### [Text provided]

::::

Advanced Computing in the Age of AI | Friday, April 26, 2024

Cray Buys Gnodal Networking Assets, Hires Key People 

British high-end Ethernet switch maker Gnodal went into administration in early October, and Cray has hired the key staff at the company while also picking up a bunch of intellectual property related to networking.

By taking on fifteen key employees of Gnodal, Cray is going to more than double its research and development team in Europe. Those key employees hired by Cray represent the bulk of the people who worked at Gnodal, according to Cray.

"We are very excited that the founders and key engineers at Gnodal have decided to join Cray as part of our global R&D team," explained Ulla Thiel, vice president of Cray Europe. "Since the launch of the Cray Exascale Research Initiative in Europe in 2009, Cray has steadily expanded its R&D base in Europe. Today we have highly talented software developers at the Cray Europe Exascale Center and at several Cray Centers of Excellence across Europe, and we are now adding significant hardware and software development to our activities in Europe."

The financial terms of the agreement between Cray and the administrators for Gnodal were not disclosed.

As part of the deal, Cray said in a statement that it was also acquiring "certain intellectual property rights including patents and design copyrights" and wanted to make it crystal clear that it was not purchasing the ongoing business of Gnodal or "any of its stock in trade or accounts."

::::

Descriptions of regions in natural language
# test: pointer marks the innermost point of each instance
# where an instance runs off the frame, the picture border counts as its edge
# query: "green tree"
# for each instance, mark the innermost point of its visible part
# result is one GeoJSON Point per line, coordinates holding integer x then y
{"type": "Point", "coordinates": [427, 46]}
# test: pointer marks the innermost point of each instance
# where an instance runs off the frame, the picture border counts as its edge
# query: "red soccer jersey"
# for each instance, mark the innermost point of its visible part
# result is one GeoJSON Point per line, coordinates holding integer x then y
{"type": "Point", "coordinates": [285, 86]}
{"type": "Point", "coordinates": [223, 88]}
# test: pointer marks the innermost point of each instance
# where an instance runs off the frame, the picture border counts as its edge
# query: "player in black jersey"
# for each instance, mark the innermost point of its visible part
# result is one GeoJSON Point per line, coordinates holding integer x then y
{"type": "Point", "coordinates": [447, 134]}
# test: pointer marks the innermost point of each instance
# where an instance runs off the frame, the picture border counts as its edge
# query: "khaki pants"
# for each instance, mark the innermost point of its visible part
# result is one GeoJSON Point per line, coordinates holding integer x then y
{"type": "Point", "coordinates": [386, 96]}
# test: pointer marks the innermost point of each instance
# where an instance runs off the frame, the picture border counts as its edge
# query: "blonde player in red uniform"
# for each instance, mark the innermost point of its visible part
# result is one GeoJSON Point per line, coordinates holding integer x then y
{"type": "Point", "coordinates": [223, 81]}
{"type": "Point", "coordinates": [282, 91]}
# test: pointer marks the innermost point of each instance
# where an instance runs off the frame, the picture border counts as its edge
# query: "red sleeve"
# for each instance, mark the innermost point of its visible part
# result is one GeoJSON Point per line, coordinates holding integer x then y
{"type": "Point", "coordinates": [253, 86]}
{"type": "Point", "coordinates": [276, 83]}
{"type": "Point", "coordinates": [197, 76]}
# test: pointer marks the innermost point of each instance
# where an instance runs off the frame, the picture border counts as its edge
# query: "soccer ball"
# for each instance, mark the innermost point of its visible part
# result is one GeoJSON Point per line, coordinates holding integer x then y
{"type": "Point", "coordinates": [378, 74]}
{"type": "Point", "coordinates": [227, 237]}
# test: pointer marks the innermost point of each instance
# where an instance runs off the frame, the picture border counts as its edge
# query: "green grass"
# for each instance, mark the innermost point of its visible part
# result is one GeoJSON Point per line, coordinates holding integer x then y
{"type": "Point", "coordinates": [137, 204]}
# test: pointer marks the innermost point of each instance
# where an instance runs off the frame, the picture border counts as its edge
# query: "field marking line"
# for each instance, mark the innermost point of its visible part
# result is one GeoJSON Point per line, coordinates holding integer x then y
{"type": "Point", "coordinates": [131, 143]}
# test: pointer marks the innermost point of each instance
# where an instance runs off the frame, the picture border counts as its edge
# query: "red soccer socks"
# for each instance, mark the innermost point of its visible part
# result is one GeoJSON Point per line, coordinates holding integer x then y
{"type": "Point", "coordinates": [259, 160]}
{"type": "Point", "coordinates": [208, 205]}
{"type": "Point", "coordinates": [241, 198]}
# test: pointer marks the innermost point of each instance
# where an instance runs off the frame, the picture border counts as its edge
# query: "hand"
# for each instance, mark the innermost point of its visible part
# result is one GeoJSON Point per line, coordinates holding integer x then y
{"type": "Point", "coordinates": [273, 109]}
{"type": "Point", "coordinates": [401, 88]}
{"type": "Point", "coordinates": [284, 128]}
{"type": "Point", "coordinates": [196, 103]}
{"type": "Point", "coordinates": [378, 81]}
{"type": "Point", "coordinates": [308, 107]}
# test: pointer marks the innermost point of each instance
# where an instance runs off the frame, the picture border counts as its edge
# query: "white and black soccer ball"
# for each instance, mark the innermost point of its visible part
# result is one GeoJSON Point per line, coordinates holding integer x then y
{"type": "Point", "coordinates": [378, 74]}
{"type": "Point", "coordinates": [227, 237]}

::::

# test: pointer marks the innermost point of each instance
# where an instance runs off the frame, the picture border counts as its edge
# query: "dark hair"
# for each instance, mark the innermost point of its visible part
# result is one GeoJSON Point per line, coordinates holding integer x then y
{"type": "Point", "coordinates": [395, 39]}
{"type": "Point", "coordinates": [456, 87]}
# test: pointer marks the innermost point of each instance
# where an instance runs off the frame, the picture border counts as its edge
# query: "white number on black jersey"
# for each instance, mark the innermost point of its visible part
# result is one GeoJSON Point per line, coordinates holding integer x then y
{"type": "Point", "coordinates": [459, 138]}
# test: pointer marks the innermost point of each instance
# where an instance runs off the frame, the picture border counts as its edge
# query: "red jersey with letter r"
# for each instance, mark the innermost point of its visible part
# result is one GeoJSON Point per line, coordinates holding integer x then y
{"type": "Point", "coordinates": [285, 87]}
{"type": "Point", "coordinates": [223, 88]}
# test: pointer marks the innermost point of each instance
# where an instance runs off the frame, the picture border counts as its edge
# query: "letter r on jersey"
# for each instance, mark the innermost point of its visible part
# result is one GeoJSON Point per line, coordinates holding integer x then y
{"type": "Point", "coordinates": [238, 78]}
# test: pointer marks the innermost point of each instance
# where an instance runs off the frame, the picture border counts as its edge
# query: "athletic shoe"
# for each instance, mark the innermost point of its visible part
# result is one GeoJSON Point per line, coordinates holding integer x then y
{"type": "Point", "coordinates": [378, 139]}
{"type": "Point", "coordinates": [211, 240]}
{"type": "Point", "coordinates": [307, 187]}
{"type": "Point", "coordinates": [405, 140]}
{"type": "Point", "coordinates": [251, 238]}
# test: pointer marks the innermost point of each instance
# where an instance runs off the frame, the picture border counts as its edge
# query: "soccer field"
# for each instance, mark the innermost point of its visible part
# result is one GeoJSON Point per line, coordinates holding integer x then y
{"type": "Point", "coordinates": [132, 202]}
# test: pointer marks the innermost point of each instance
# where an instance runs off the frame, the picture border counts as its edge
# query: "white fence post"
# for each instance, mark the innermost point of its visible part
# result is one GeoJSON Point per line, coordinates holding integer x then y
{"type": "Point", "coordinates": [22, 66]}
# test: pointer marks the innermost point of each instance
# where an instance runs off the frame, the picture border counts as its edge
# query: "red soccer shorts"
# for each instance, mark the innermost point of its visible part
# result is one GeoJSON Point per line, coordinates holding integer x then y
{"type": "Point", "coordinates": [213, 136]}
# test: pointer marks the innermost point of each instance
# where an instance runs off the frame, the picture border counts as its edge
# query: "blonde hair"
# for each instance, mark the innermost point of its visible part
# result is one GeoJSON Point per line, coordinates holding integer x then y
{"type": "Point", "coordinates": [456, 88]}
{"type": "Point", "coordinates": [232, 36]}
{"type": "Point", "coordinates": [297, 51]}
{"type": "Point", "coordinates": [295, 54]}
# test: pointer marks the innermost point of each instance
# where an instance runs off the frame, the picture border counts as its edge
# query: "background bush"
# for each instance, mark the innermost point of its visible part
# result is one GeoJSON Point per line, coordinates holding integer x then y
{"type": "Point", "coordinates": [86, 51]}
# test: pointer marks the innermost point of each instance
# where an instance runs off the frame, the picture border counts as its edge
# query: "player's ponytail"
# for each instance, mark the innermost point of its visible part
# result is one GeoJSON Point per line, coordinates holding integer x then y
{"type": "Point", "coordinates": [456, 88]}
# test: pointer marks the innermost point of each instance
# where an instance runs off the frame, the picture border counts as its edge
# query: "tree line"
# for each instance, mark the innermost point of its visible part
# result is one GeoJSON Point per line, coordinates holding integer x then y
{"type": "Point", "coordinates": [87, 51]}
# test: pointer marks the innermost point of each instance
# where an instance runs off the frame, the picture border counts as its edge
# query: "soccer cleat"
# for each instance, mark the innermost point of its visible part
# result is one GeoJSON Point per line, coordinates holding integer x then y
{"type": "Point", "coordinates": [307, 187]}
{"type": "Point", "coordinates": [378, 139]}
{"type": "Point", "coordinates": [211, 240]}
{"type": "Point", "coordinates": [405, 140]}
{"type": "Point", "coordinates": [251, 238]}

::::

### [Actions to take]
**a)** According to the article on Cray and Gnodal, how many Gnodal employees did Cray hire?
**b)** Please write out everything in the Cray and Gnodal article from "British high-end Ethernet" down to "according to Cray.".
**c)** Continue the article on Cray's purchase of Gnodal assets from the point where it stops.

### [Solved problems]
**a)** Fifteen key employees.

**b)**
British high-end Ethernet switch maker Gnodal went into administration in early October, and Cray has hired the key staff at the company while also picking up a bunch of intellectual property related to networking.

By taking on fifteen key employees of Gnodal, Cray is going to more than double its research and development team in Europe. Those key employees hired by Cray represent the bulk of the people who worked at Gnodal, according to Cray.

**c)**
Gnodal was founded in 2007 and sought to differentiate itself from the pack in the Ethernet switch arena by offering super-dense, very low latency switches. Fred Homewood, the company's founder and chief technology officer, was an ASIC designer at Quadrics, a British supercomputer interconnect maker that had a good run but which closed its doors in May 2009. Duncan Roweth, one of Quadrics founders and also based in Bristol, England like Gnodal, took a job at Cray to work on interconnects. Since that time, Cray has sold off its "Gemini" and "Aries" interconnects, used in the prior and current generations of its massively parallel systems, to Intel. Roweth is currently a principal engineer in the CTO Office at Cray.

The latest Gnodal switches are based on a homegrown ASIC called Peta, which is used in the GS Series of 10 Gb/sec and 40 Gb/sec Ethernet switches. The company launches its first products in March 2011. Gnodal crammed a lot of ports into a small space – a 1U enclosure could hold 72 10 Gb/sec ports, and a 2U enclosure could do 72 40 Gb/sec ports – and offered port-to-port latencies on the order of 150 nanoseconds.

Sources at Cray tell EnterpriseTech that Gnodal had "a reasonable number of patents centered around networks and properties of data movement in computer systems," and so the asset acquisition was also interesting for the supercomputer maker.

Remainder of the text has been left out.